* **Goal**: Count the lines in the listing below that contain the string "query", and give only the number.

[Outline records for named regions]
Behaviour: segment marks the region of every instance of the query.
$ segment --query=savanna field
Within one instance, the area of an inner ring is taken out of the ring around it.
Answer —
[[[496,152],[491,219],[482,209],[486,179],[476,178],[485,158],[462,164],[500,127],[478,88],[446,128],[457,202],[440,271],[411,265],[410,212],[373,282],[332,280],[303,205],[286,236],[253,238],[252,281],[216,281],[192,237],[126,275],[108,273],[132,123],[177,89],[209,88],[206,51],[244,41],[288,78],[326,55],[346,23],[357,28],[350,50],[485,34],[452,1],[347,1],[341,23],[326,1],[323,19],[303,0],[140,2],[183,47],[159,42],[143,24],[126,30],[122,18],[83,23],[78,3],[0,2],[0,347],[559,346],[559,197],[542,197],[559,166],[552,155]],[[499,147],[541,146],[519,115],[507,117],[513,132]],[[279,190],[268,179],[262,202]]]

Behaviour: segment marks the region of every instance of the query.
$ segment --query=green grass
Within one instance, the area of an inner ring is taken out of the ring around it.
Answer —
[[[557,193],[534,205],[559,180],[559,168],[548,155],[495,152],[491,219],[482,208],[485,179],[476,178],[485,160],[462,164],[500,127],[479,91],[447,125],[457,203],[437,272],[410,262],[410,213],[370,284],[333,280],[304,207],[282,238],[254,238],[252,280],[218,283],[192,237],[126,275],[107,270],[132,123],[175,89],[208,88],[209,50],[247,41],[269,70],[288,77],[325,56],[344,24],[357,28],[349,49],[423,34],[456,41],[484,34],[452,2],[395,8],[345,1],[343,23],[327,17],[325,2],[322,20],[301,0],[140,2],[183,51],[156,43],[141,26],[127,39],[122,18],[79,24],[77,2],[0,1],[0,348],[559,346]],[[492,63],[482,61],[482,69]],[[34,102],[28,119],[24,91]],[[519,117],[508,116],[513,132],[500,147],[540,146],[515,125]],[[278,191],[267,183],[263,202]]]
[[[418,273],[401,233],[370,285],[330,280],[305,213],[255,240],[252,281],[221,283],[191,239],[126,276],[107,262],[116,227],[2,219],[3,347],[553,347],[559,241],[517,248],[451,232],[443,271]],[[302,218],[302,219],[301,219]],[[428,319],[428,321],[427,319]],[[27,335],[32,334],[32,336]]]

* **Answer to the exercise**: 4